***** MATERIAL PROVIDED

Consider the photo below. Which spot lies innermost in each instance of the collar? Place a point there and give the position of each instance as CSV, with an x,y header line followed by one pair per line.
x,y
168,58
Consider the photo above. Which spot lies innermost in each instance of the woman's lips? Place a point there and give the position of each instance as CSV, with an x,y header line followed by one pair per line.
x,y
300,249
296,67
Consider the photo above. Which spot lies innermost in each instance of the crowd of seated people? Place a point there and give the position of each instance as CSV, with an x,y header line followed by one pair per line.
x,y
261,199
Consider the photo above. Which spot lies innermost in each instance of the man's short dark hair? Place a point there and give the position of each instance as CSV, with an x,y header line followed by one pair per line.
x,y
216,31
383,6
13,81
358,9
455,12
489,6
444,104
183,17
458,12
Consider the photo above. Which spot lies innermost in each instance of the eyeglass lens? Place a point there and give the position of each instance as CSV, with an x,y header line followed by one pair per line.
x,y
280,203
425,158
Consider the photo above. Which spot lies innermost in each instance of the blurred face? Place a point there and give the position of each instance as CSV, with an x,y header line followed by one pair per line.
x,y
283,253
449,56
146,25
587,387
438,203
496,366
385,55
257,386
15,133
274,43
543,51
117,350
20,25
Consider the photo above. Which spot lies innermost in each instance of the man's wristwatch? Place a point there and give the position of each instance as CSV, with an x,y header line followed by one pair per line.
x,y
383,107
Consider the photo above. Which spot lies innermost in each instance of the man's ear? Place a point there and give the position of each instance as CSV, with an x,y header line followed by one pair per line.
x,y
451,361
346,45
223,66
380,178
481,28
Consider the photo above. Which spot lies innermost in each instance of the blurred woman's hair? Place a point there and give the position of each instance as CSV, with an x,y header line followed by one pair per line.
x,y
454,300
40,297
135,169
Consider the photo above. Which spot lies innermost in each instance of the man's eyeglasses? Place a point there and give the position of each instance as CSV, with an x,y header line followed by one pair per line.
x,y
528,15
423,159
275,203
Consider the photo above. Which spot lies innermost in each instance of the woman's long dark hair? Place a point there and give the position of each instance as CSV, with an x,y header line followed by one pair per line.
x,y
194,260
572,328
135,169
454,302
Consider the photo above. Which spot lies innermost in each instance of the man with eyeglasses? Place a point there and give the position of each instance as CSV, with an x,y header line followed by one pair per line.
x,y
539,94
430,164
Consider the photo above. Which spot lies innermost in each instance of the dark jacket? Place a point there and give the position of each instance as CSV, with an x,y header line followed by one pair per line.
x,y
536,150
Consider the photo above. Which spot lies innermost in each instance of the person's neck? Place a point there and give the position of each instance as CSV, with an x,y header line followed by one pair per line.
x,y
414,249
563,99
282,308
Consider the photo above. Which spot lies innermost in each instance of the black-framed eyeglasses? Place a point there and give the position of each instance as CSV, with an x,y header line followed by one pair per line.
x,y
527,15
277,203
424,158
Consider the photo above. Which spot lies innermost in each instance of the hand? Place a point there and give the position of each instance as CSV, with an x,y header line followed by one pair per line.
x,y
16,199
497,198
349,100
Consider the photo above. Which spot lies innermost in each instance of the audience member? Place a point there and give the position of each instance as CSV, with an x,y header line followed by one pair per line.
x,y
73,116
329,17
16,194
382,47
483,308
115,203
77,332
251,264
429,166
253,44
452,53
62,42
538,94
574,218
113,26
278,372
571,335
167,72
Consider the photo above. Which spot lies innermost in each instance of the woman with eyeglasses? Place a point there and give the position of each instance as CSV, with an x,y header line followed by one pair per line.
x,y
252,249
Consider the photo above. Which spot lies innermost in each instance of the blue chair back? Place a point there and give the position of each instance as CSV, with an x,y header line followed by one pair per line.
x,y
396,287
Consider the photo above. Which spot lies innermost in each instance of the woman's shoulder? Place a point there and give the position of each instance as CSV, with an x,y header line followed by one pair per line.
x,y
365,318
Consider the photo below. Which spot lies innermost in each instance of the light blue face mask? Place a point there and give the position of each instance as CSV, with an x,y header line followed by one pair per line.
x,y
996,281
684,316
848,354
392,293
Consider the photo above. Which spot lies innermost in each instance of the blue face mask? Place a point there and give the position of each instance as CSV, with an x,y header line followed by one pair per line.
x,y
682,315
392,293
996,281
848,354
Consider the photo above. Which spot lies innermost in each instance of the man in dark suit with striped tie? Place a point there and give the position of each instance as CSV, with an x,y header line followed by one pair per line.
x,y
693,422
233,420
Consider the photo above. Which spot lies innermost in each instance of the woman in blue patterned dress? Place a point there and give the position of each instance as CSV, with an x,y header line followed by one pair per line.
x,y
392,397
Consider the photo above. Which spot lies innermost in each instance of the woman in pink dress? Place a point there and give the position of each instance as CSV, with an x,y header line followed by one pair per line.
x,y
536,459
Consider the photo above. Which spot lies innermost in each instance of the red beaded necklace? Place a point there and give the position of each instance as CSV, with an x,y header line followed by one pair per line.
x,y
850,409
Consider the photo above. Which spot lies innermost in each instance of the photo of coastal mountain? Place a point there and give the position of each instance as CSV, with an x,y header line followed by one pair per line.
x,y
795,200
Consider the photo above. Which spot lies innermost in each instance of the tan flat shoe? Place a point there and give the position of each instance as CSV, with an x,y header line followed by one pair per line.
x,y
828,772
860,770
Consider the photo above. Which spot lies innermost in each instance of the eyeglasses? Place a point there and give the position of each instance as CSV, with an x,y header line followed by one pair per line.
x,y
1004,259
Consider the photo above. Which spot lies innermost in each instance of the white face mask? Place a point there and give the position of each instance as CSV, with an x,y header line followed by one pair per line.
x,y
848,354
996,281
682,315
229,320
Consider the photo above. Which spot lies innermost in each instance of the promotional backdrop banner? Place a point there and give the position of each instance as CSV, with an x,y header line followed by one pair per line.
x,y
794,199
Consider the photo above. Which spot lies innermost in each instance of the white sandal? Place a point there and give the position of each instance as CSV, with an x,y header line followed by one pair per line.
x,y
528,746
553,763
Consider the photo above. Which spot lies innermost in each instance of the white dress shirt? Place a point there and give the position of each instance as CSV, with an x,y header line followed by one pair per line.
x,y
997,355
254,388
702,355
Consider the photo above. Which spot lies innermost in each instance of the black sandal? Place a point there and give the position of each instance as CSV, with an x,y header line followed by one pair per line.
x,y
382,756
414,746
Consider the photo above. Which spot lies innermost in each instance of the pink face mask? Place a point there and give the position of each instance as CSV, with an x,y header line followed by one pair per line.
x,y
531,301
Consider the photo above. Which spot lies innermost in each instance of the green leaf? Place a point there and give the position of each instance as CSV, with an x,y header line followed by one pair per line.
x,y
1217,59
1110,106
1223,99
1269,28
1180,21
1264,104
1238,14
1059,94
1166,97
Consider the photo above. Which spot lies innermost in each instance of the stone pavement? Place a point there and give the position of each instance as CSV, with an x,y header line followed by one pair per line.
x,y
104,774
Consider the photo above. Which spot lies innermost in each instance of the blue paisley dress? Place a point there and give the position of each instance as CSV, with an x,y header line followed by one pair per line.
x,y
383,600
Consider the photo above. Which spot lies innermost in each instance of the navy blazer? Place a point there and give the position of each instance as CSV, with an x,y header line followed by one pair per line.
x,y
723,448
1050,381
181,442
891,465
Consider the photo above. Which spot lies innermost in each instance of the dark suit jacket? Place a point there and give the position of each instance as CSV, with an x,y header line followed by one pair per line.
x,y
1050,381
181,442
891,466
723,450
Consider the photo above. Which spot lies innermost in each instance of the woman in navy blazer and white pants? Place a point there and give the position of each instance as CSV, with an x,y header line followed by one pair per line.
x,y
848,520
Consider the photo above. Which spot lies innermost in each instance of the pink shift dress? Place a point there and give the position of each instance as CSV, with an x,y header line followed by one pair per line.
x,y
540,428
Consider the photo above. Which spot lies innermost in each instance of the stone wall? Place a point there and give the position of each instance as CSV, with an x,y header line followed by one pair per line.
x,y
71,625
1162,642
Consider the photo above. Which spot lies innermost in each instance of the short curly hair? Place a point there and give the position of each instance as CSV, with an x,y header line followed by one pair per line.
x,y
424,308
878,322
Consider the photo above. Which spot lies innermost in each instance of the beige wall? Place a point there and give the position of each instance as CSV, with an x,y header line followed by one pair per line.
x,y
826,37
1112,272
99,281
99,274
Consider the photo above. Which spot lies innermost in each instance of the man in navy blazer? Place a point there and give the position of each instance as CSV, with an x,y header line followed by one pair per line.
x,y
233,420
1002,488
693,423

**********

> **TASK OBJECTIVE**:
Give again only the lines of the material above that run from the one with "the pink shift" through the end, both included, exactly as they appear.

> **ANSWER**:
Consider the photo above. Which spot lies innermost in each instance of the pink shift dress? Place a point there and give the position of each instance as CSV, with an x,y header line followed by one pair per line.
x,y
540,428
Consider the photo above. Which spot lies innermost in each instance of the stone wall? Place a point there and give the position of each instance as CSV, with an x,y header line followed by one pair per line.
x,y
71,625
1162,642
Consider the photo above. Which spot lies innermost in each instance of the short curly hair? Place a point there and give the position of each instance as CSV, with an x,y header line followed by one pair per line.
x,y
424,308
878,322
Consider the photo above. Which spot lies innermost in each instance of the beige wall? Place a point there and give the position of each instance as CSV, with an x,y header line followed by one pair per line.
x,y
826,37
1112,272
99,281
99,274
Consider the photo above. Which spot lies innermost in each instance of the man in navy blazer? Place a point there and give the position of each instance as CSV, with an x,y header line followed by one pair per line.
x,y
233,420
1002,488
693,423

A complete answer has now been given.